WRITTEN TASK ▸ Rewrite the lines from the one containing "A single point marks each instance of the round" through the end of the records, inclusive, as a JSON list of strings with one string per line and no blank lines.

(Annotation data for object locations)
****************************************
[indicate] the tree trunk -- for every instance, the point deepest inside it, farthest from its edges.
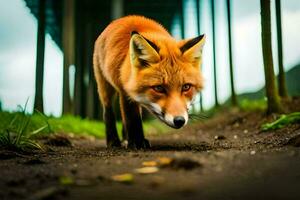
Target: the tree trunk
(281, 76)
(233, 94)
(214, 52)
(271, 89)
(198, 4)
(68, 50)
(181, 16)
(40, 54)
(79, 93)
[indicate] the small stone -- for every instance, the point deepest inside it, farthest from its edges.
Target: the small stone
(220, 137)
(146, 170)
(123, 178)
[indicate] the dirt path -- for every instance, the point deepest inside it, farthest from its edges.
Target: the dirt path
(224, 158)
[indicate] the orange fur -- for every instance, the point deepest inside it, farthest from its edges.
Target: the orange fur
(133, 64)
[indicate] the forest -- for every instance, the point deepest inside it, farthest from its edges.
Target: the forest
(241, 146)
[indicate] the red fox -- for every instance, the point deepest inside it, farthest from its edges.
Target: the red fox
(137, 58)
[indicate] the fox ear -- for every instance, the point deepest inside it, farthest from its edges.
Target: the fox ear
(192, 49)
(142, 50)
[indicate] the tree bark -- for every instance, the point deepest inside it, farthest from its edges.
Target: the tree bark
(79, 93)
(214, 52)
(281, 76)
(271, 89)
(68, 50)
(40, 54)
(233, 94)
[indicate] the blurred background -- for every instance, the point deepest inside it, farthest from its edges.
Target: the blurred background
(46, 48)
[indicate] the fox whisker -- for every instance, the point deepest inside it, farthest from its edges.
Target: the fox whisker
(200, 116)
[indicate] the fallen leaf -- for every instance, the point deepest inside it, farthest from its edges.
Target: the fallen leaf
(164, 161)
(149, 163)
(66, 180)
(220, 137)
(147, 170)
(123, 178)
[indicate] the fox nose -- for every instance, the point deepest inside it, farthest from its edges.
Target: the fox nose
(179, 121)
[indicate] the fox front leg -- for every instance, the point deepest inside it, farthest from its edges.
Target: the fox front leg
(132, 123)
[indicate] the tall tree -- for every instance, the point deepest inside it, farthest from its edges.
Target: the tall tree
(40, 54)
(69, 51)
(281, 76)
(181, 16)
(198, 4)
(233, 94)
(214, 52)
(271, 89)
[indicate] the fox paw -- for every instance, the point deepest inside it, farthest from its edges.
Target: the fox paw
(144, 144)
(113, 144)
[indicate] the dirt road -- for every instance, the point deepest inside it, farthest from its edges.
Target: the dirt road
(227, 157)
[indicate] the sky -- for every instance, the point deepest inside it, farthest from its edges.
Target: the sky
(18, 35)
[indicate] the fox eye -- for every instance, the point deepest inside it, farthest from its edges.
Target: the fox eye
(186, 87)
(159, 89)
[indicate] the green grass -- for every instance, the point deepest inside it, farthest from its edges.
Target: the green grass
(70, 124)
(15, 134)
(283, 121)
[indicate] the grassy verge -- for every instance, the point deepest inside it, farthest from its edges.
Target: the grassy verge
(69, 124)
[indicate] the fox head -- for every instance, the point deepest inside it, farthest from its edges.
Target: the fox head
(165, 76)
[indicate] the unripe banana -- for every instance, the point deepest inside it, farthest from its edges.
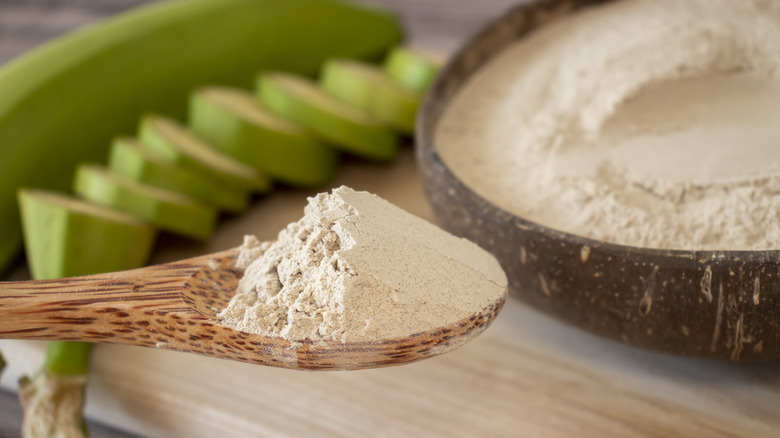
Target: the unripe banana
(67, 236)
(63, 103)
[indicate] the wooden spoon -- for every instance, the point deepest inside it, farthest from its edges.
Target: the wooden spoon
(174, 306)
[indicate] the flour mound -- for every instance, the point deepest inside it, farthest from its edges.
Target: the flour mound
(356, 268)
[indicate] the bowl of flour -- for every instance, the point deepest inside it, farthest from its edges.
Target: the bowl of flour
(621, 159)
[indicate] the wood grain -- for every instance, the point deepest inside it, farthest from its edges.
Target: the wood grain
(526, 376)
(174, 306)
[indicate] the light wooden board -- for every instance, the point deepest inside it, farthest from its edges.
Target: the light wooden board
(528, 375)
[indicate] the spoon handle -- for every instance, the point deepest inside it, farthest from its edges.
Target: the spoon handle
(94, 308)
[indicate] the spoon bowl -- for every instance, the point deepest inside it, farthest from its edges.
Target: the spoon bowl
(174, 306)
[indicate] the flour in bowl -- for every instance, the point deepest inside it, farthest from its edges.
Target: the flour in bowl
(641, 122)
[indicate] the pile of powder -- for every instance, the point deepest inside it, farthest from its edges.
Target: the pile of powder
(641, 122)
(357, 268)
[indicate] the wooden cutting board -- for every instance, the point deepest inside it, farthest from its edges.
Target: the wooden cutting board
(527, 375)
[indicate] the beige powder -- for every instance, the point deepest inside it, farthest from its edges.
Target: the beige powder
(357, 268)
(641, 122)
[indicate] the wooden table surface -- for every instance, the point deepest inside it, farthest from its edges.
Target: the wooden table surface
(528, 375)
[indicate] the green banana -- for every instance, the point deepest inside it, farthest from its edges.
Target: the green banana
(131, 160)
(66, 236)
(370, 89)
(339, 124)
(64, 102)
(235, 122)
(414, 69)
(168, 210)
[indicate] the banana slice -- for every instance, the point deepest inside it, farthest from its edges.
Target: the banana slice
(414, 69)
(176, 144)
(129, 159)
(65, 236)
(370, 89)
(336, 122)
(168, 210)
(234, 121)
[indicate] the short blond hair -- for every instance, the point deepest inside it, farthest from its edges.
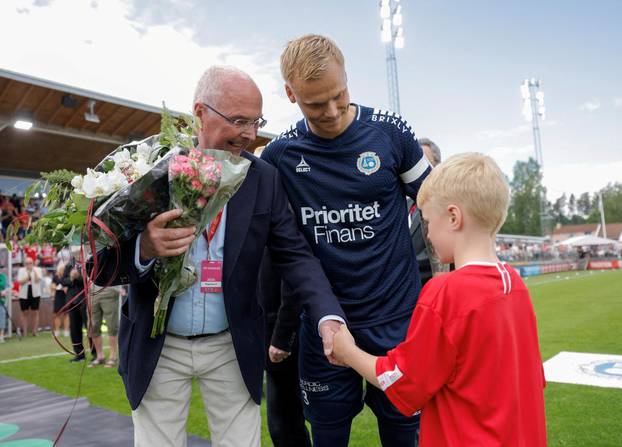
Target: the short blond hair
(472, 181)
(307, 57)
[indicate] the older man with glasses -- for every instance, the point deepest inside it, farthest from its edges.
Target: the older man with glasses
(217, 336)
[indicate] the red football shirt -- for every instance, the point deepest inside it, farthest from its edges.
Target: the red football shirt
(471, 362)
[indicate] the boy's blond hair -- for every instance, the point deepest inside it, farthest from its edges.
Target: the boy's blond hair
(307, 57)
(472, 181)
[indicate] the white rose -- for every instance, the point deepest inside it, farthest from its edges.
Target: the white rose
(143, 150)
(122, 157)
(114, 181)
(76, 182)
(142, 166)
(91, 184)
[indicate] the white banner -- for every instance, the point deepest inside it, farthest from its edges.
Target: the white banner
(604, 370)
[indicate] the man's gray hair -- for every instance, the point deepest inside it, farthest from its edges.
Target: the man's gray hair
(436, 151)
(209, 88)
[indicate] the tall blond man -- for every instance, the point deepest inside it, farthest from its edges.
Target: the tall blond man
(347, 170)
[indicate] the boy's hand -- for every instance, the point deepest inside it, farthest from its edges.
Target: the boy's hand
(343, 342)
(277, 355)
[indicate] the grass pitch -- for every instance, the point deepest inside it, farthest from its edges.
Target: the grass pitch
(579, 312)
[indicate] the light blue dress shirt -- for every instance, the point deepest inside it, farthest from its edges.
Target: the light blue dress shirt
(196, 312)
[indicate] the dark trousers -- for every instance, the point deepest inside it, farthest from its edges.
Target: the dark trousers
(77, 321)
(286, 422)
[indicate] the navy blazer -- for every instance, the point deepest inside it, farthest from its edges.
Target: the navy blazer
(258, 216)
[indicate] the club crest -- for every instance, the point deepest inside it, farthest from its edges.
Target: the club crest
(368, 163)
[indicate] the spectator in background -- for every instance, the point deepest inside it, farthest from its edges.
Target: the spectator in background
(427, 260)
(77, 314)
(4, 291)
(59, 284)
(30, 279)
(46, 284)
(105, 307)
(63, 256)
(8, 213)
(431, 151)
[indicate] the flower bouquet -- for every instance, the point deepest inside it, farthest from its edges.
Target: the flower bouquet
(114, 201)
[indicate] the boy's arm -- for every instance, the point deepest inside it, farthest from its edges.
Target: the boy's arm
(347, 353)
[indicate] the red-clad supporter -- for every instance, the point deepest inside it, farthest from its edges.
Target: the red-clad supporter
(471, 361)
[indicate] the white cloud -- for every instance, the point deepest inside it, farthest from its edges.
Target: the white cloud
(580, 177)
(591, 105)
(507, 156)
(494, 134)
(98, 48)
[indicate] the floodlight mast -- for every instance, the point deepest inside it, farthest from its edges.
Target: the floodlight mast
(392, 35)
(534, 111)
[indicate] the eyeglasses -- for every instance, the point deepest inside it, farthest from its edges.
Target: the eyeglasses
(240, 123)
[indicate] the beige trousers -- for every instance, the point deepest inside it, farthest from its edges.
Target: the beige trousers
(233, 417)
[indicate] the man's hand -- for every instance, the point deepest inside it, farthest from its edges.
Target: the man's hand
(157, 241)
(328, 329)
(277, 355)
(343, 342)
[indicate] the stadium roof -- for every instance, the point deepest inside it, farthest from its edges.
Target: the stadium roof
(588, 240)
(72, 128)
(614, 230)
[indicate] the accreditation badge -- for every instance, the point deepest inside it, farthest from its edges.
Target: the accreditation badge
(211, 276)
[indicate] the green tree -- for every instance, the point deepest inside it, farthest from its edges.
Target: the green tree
(558, 210)
(612, 204)
(572, 206)
(584, 204)
(526, 187)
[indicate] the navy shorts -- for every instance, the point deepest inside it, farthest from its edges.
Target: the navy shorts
(332, 395)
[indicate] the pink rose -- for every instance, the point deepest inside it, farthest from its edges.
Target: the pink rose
(196, 185)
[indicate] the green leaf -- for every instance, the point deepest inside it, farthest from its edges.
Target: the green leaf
(77, 218)
(80, 201)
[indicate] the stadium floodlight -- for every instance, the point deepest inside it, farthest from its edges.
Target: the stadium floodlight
(90, 114)
(385, 9)
(392, 35)
(23, 124)
(397, 17)
(534, 111)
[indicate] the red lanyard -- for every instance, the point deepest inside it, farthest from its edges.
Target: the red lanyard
(412, 210)
(212, 228)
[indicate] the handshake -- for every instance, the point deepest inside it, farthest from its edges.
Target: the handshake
(337, 341)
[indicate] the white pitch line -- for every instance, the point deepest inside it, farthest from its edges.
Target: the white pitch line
(34, 357)
(567, 278)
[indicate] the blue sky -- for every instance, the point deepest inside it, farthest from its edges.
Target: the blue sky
(459, 72)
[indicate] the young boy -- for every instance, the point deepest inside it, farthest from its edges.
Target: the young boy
(471, 361)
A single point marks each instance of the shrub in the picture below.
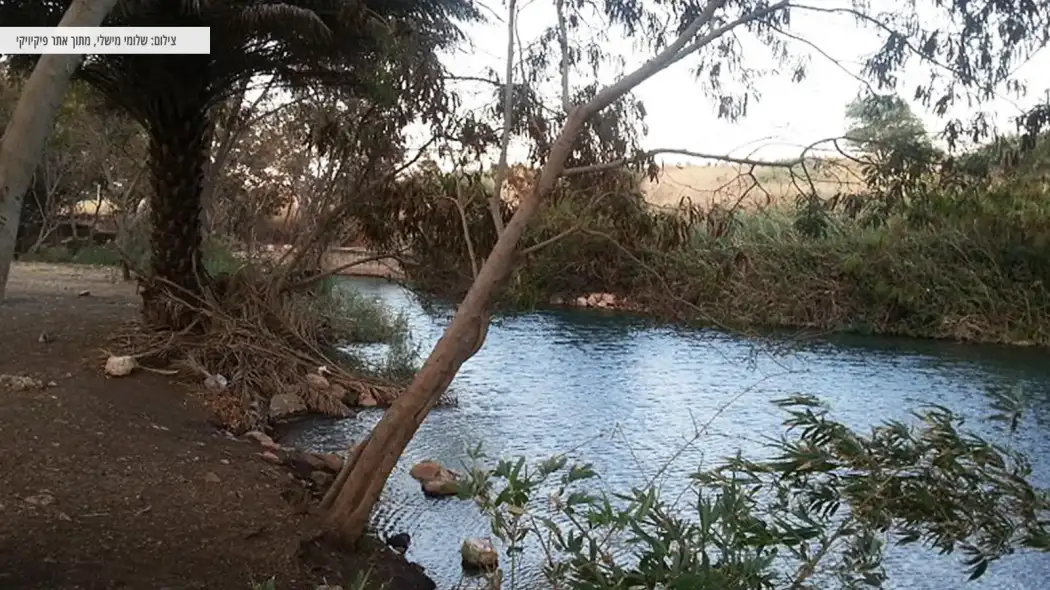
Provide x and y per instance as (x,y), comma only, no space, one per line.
(817,513)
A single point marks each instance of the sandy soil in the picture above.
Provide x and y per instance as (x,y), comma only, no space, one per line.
(124,483)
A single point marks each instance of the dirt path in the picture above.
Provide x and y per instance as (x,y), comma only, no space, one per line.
(123,483)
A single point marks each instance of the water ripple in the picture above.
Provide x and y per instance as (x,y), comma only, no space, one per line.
(626,396)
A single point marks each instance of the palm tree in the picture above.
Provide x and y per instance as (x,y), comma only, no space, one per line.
(343,44)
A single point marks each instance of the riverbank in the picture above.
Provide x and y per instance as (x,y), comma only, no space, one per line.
(108,483)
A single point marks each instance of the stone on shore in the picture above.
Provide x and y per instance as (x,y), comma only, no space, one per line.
(286,405)
(317,381)
(479,553)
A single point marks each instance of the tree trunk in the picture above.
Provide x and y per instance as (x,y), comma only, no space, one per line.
(366,477)
(32,123)
(373,463)
(180,143)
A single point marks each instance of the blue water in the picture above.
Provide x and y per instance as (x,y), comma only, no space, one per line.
(626,396)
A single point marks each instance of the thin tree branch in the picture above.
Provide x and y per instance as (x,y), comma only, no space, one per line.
(496,199)
(563,41)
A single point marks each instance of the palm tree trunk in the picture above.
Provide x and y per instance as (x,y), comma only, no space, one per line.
(30,124)
(180,143)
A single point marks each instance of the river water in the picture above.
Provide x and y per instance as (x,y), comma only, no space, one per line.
(626,396)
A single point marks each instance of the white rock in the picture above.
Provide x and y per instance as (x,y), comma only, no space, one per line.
(121,366)
(215,382)
(479,553)
(285,405)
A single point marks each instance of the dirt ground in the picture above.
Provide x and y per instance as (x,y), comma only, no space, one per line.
(124,483)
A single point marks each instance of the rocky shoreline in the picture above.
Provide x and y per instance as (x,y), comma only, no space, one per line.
(596,300)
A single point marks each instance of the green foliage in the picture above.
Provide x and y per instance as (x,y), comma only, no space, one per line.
(885,121)
(818,513)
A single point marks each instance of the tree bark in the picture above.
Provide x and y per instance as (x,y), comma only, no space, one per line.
(32,123)
(180,132)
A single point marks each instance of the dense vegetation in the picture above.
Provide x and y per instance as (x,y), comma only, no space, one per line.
(938,244)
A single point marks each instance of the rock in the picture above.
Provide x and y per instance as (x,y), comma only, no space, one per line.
(285,405)
(436,479)
(310,459)
(322,479)
(399,542)
(264,440)
(479,553)
(120,366)
(270,457)
(20,382)
(215,382)
(317,381)
(447,484)
(40,500)
(339,393)
(332,461)
(425,470)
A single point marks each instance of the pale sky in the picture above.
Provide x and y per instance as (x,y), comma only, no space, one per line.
(789,116)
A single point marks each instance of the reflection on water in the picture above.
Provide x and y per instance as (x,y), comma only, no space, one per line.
(626,396)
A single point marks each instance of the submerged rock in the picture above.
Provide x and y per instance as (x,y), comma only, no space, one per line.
(436,479)
(479,553)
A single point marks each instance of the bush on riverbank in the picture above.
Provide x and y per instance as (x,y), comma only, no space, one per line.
(817,513)
(932,250)
(284,349)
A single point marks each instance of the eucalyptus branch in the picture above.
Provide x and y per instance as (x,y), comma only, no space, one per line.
(563,41)
(496,199)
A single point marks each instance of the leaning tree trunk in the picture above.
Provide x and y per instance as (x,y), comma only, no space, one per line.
(369,468)
(180,129)
(372,464)
(30,124)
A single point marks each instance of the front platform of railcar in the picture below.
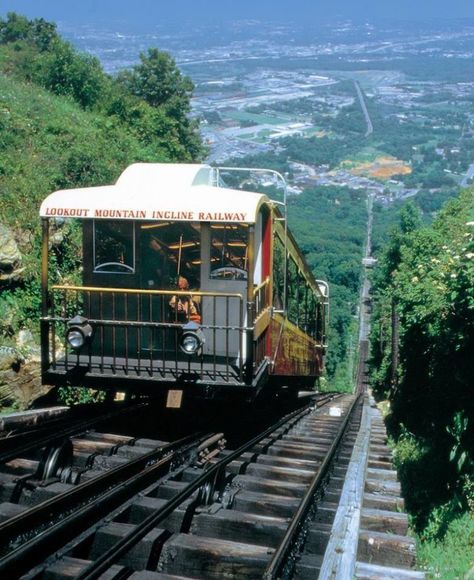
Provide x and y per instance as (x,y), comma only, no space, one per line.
(177,289)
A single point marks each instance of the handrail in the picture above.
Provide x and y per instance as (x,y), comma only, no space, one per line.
(261,285)
(146,292)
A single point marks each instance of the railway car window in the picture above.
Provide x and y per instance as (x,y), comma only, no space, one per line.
(278,272)
(293,292)
(169,250)
(312,315)
(114,247)
(229,251)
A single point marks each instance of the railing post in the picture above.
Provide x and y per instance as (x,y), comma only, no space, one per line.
(44,297)
(250,307)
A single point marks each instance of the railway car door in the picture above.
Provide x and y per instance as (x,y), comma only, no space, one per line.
(224,269)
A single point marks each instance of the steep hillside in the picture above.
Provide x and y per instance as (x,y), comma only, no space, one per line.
(65,123)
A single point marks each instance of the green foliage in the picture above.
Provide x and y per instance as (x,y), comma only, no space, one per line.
(428,273)
(65,123)
(80,396)
(450,558)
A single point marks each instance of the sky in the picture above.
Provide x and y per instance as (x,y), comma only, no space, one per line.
(144,12)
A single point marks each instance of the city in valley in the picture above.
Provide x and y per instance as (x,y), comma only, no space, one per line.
(383,108)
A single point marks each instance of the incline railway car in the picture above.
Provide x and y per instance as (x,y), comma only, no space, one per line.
(187,287)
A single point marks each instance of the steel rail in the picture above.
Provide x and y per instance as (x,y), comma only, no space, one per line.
(280,556)
(12,447)
(108,558)
(25,557)
(52,508)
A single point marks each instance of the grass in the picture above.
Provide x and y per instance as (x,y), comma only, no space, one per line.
(453,557)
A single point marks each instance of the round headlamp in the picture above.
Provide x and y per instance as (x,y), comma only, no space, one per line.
(79,332)
(191,339)
(75,338)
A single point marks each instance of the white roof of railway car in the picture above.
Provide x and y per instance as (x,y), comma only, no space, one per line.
(156,191)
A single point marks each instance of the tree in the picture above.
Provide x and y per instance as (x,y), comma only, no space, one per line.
(160,83)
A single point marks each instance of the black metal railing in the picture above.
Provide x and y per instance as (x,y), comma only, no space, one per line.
(137,333)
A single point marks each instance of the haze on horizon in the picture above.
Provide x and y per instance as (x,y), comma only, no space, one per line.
(142,13)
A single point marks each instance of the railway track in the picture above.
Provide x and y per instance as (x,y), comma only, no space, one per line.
(236,504)
(270,509)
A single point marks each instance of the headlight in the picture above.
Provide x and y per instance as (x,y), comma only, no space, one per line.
****************************************
FULL RESPONSE ▸
[
  "A single point marks each instance of the round headlamp in the picture above.",
  "Provide x and y per instance as (x,y), comma only, no space, one per line.",
  "(79,332)",
  "(191,339)",
  "(75,338)",
  "A single point marks each instance of the white roof of railway car in the picture above.",
  "Provide x and y per instance as (x,y), comma only, no space, one per line.",
  "(156,191)",
  "A single point marks each instance of the tree in the picture above.",
  "Provide x and y per instance as (x,y), comma only, no space, one per line.",
  "(160,83)",
  "A single point marks each instance of the black metal railing in the picture above.",
  "Provide x and y per instance as (x,y), comma only, no space, one per line.",
  "(137,333)",
  "A single point marks each instance of the haze on horizon in the picture above.",
  "Provide x and y per instance as (x,y), comma only, no space, one per line.",
  "(142,13)",
  "A single point marks each instance of the railway track in the picture above.",
  "Provide x and y per instance as (x,y), comma only, no space, one per line.",
  "(236,504)",
  "(270,509)",
  "A single point marks each instance of the headlight in the picture above.",
  "Provide x and y per instance as (x,y), comma only, no space, one per line."
]